I have been orienting on a sub-acute unit at a LTC facility. There are 2 NPs who come in 3 days a week, and my personal opinion is that neither one is really that great, compared to other NPs I know, but that's okay - there are good and not so good people in every job. The nurse I was training with the other day had to call one of the NPs to get some scripts for a patient who was going home. The NP, instead of calling them in herself, from her office (it was 2 in the afternoon), gave the nurse her DEA # and said she could "just call them in." The nurse training me asked if I wanted to do it, but I said no - I was very uncomfortable calling in prescriptions, as I am not able to prescribe. Then later I thought about what if I did call (or the other nurse), and I/we decided to order all kinds of scripts under this NPs name and go pick them up, since we had her prescriber #??!! My last job was as a unit secretary at a hospital, and I never once saw a nurse calling in a script like that - faxing them to a pharmacy, yes, but not this.

Is this a common practice in long-term care, or is this something people can really get in trouble for? Thinking about it still makes me uncomfortable and I don't think I would do it in the future if this situation arose again.

I'd ask your DON. Never worked with an NP in that way.

when I worked LTC we called in scripts regularly, and I know MD offices do this routinely as well. I would check your facility's policy.

I have worked clinic and LTC, while I have called in scripts in LTC, in the clinic the nurses/ma's called in RX's, the md's never did their own.

Given information ::
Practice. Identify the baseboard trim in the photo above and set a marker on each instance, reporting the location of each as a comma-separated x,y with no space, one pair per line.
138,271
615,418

Apply what you read ::
1. List every number written as digits in the passage about calling in prescriptions, giving each with the words that immediately follow it.
2. Reproduce the part of the passage about calling in prescriptions between "Is this a common" and "did their own.", inclusive.

List of solutions ::
1.
- 2 NPs
- 3 days a week
- 2 in the afternoon

2.
Is this a common practice in long-term care, or is this something people can really get in trouble for? Thinking about it still makes me uncomfortable and I don't think I would do it in the future if this situation arose again.

I'd ask your DON. Never worked with an NP in that way.

when I worked LTC we called in scripts regularly, and I know MD offices do this routinely as well. I would check your facility's policy.

I have worked clinic and LTC, while I have called in scripts in LTC, in the clinic the nurses/ma's called in RX's, the md's never did their own.